### [Saved entries]
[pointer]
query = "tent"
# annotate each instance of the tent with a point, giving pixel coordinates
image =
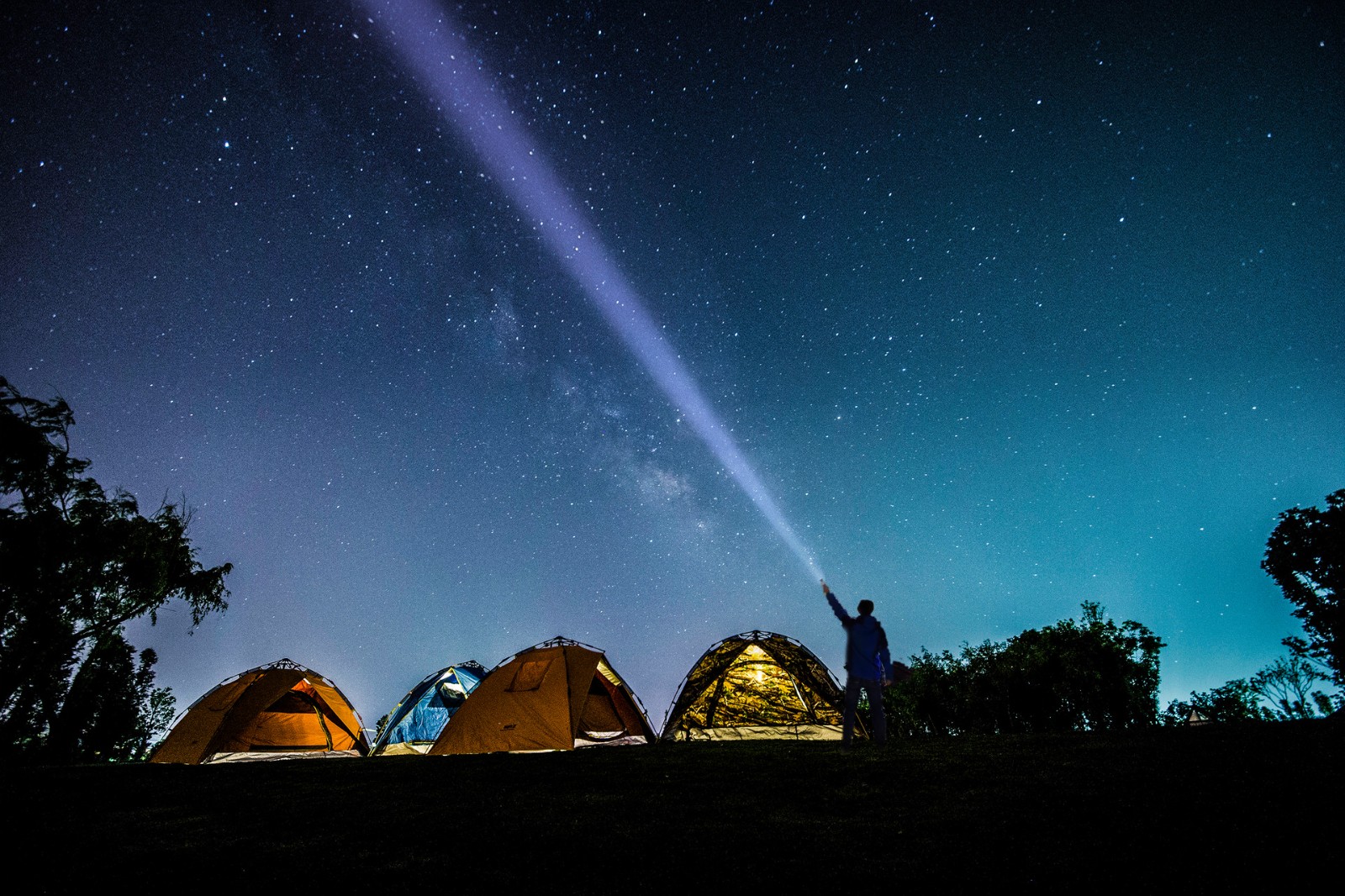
(752, 687)
(558, 694)
(417, 721)
(280, 710)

### [TASK INSTRUCTIONS]
An exact copy of all the lines above is required, with the pictures removed.

### [TASK SOLUTION]
[pointer]
query = "tent"
# annotate each instance of the tent with a point, giving pixel coordinates
image =
(752, 687)
(558, 694)
(417, 721)
(280, 710)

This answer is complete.